* _Aufgaben_:
a. Prüfe für jede Aussage, ob sie mit dem Forumsthread zum Templer-Bug übereinstimmt, und antworte jeweils mit Ja oder Nein samt den entscheidenden Worten als wörtlichem Zitat. (i) Dagonzo hatte den Bug in der Beta. (ii) Königmarcus hat in der Testversion jeden Charakter auf Level 13. (iii) Laut kaepteniglo tritt der Bug bei allen Klassen auf.
b. Führe den Forumsthread zum Templer-Bug im Anschluss an seinen letzten Satz fort.

* _Vorliegender Text_:
===

# Templer (Begleiter) Bug



## Hemogoblin (17. Mai 2012)

Ich wollte mal fragen ob es in Diablo 3 noch immer den bug gibt, dass das Spiel crasht und man überhaupt nicht mehr ins battlenet kommt wenn man versucht seinem Templer-Begleiter einen neuen Schild oder überhaupt Ausrüstung zu geben. Ich traue mich nämlich schon die ganze Zeit nicht ihn mal aufzurüsten .
Schonmal danke für Antworten, tö


----------



## Dagonzo (17. Mai 2012)

Selbst in der Beta gabs den Bug bei mir nicht.


----------



## kaepteniglo (17. Mai 2012)

Der Bug tritt (trat?) doch eh nur bei einer Klasse und auch nur vor einer bestimmten Situation auf.


----------



## Königmarcus (17. Mai 2012)

Also ich hab (in der Testversion) jeden Char auf Level 13, sprich ich habe den Templer schon mehrmals ausgerüstet, mit jeder Klasse.

===

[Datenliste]
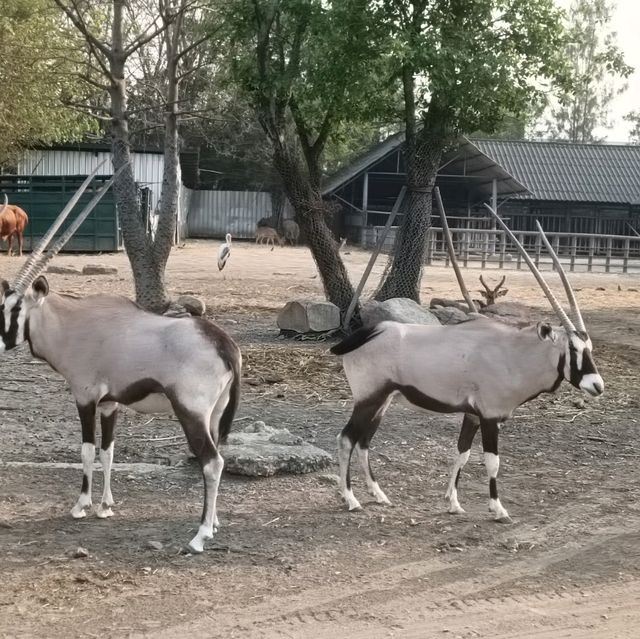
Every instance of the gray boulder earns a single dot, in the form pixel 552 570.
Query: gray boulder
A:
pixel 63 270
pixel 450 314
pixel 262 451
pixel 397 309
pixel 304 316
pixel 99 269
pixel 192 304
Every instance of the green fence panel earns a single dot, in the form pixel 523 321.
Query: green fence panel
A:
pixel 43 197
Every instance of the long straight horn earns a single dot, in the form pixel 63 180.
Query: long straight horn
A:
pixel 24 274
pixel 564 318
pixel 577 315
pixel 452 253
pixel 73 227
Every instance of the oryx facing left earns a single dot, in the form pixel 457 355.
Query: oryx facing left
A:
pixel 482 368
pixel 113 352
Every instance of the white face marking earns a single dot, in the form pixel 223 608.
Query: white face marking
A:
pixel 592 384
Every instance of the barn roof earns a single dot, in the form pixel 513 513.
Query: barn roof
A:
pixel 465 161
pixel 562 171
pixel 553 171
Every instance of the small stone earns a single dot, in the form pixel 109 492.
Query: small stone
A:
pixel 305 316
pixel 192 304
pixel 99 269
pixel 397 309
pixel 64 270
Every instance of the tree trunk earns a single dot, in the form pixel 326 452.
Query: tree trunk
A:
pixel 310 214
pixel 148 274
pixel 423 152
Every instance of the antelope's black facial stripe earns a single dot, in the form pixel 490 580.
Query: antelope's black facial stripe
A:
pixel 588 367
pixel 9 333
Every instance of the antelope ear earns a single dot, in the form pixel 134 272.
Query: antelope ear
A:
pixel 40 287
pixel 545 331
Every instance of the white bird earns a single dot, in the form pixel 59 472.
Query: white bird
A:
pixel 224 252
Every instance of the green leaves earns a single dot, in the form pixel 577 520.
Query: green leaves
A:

===

* _Ergebnisse je Aufgabe_:
a.
(i) Nein: „Selbst in der Beta gabs den Bug bei mir nicht.“
(ii) Ja: „Also ich hab (in der Testversion) jeden Char auf Level 13“
(iii) Nein: „Der Bug tritt (trat?) doch eh nur bei einer Klasse und auch nur vor einer bestimmten Situation auf.“

b.
Mir ist nicht aufgefallen, dass der Templer einen Bug verursacht hätte...


----------



## Hemogoblin (17. Mai 2012)

na schön, danke ^^. bei welcher klasse soll dies denn sein? ^^


----------



## kaepteniglo (17. Mai 2012)

> Blizzard hat mittlerweile die Liste der bekannten Fehler aus Version 1.0.1 erweitert und warnt: Wer als Dämonenjäger spielt, sollte dem Templer vor dem Tod von Jondar keinen neuen Schild geben – dies könne zu dem erwähnten Disconnect führen.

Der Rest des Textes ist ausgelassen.